**EXERCISE TASK**
Return, word for word, the lines of the records that start with the line containing "of the silver" and continue through the line containing "[(958, 417), (736, 386), (216, 406)]", including both of those lines.

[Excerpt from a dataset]
◇ ◇ ◇ ◇ ◇ ◇ ◇

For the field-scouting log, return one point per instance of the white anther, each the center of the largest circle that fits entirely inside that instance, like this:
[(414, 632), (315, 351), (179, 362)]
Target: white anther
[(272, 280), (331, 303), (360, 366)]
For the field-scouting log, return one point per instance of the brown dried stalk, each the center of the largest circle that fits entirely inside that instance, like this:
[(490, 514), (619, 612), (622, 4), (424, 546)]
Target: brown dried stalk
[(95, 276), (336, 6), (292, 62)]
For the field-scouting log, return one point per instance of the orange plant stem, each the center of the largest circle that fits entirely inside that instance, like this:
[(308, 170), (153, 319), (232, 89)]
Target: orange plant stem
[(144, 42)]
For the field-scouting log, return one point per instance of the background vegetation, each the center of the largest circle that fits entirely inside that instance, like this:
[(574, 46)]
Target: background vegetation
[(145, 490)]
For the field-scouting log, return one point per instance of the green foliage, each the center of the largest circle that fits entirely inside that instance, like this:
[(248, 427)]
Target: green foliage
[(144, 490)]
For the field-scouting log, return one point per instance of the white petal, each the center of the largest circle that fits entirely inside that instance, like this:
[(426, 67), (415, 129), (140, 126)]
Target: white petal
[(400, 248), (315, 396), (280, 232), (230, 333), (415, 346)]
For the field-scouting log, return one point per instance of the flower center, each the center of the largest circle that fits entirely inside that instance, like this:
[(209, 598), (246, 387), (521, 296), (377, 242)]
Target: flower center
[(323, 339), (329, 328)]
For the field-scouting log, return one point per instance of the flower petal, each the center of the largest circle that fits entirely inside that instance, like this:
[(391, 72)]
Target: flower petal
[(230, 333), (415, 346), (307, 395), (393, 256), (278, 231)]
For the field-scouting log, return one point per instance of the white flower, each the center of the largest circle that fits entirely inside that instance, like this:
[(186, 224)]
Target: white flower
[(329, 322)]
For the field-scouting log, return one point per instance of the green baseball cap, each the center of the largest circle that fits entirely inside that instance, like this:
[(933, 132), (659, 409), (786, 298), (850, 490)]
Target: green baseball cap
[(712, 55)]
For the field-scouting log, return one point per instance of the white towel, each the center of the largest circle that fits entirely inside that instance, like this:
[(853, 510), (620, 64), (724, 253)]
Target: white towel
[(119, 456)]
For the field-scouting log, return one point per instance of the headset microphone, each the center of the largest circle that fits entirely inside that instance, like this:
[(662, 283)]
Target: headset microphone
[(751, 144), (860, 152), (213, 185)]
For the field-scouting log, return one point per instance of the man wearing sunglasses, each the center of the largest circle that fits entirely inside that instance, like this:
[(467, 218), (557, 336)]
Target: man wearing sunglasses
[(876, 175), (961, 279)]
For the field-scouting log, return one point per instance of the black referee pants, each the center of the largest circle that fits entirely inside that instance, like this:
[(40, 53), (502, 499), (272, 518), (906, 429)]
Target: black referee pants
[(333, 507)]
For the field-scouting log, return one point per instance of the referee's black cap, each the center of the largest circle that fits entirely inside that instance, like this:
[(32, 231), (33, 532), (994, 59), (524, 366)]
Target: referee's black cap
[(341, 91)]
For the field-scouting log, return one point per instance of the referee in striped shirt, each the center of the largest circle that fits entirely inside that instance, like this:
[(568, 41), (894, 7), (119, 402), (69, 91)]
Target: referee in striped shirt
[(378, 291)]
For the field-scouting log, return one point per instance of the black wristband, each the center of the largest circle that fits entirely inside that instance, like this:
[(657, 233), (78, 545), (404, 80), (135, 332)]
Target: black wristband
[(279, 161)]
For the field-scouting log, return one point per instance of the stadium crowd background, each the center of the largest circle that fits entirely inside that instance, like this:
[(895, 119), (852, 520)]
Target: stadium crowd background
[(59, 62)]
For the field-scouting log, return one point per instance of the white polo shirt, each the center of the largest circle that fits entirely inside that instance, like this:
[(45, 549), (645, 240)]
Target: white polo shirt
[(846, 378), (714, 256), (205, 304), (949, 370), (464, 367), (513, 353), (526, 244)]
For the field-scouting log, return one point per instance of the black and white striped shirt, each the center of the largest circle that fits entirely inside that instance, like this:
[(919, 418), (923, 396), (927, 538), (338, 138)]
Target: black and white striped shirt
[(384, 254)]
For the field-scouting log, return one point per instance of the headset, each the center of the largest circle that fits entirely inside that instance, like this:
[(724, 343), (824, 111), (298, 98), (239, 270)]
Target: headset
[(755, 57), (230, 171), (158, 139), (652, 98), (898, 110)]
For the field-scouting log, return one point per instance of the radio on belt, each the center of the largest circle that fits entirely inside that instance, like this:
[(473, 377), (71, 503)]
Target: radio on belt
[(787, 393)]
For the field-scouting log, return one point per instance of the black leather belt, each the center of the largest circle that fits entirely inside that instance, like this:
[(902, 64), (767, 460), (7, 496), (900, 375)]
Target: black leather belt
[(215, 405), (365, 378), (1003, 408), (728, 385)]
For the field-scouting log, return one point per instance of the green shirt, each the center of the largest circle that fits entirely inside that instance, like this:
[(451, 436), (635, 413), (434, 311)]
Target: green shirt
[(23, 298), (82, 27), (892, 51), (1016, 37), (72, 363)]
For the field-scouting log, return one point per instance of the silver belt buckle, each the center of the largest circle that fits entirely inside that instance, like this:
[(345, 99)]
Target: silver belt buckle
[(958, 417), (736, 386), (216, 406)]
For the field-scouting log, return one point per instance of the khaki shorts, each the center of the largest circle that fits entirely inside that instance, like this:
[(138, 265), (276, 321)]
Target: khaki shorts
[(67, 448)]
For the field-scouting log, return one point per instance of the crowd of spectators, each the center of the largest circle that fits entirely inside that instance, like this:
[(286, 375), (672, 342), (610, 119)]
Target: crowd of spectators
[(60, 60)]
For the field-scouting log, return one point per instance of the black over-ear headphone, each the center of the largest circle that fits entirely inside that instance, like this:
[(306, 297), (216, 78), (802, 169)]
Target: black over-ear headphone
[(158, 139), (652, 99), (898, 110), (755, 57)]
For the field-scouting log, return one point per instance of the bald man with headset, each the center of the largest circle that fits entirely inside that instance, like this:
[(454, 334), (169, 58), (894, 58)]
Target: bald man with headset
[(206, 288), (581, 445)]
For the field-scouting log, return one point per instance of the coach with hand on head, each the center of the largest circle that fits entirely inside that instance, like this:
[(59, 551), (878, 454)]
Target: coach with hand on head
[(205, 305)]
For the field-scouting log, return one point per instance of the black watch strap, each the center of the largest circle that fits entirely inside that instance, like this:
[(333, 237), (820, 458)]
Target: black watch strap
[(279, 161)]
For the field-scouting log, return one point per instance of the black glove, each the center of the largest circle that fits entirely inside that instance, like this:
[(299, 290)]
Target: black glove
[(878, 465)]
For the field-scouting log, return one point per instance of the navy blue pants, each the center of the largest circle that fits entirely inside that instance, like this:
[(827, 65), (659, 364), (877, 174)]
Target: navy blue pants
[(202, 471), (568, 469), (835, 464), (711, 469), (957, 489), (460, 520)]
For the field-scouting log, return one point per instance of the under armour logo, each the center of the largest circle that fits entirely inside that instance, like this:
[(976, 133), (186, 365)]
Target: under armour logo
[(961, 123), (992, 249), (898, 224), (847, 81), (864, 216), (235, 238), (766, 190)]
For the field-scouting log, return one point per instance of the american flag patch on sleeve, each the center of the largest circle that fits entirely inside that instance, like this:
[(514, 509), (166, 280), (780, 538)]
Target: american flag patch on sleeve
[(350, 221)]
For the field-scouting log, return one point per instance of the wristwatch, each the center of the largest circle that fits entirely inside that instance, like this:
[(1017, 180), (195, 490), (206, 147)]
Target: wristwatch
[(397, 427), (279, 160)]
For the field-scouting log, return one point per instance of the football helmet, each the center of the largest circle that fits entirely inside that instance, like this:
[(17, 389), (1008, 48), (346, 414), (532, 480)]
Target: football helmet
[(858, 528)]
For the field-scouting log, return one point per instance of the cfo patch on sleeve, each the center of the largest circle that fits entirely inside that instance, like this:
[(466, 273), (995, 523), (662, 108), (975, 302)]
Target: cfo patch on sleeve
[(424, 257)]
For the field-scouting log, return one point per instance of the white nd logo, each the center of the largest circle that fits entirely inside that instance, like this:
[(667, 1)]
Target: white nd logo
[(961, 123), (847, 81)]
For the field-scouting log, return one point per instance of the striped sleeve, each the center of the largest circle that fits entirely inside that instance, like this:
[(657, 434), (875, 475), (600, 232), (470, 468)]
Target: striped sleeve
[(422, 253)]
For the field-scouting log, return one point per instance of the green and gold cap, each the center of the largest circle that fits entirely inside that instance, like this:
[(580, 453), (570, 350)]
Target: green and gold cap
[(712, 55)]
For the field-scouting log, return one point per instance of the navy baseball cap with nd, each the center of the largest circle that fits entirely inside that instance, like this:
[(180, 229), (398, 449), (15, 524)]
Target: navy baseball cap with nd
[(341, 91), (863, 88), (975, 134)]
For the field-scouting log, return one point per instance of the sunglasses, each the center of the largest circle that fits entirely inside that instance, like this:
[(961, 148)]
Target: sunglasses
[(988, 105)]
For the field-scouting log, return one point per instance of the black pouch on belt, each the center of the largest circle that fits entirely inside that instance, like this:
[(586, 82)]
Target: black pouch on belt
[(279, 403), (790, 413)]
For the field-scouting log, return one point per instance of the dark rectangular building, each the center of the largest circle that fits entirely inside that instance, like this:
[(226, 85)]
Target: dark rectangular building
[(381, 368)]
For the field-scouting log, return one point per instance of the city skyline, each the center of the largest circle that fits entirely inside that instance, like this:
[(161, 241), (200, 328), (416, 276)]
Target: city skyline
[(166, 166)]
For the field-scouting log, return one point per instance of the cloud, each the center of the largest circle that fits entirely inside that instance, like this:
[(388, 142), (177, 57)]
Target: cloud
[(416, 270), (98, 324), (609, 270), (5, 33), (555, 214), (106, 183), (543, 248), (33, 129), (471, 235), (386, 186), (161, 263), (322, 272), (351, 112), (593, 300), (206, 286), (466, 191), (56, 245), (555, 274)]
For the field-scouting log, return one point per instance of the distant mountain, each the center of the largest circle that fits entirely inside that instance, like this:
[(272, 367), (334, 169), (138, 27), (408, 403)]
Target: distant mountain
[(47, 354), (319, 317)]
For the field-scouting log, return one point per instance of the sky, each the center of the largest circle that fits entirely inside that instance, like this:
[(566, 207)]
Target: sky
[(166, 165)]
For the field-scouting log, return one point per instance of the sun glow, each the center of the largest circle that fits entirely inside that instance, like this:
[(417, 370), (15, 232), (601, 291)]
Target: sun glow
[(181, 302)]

◇ ◇ ◇ ◇ ◇ ◇ ◇

**EXERCISE ANSWER**
For the field-scouting log, return one point per instance of the silver belt buckle, each the center of the largest circle that fits entirely inside that instance, like this:
[(345, 99)]
Target: silver belt buckle
[(958, 417), (736, 386), (216, 406)]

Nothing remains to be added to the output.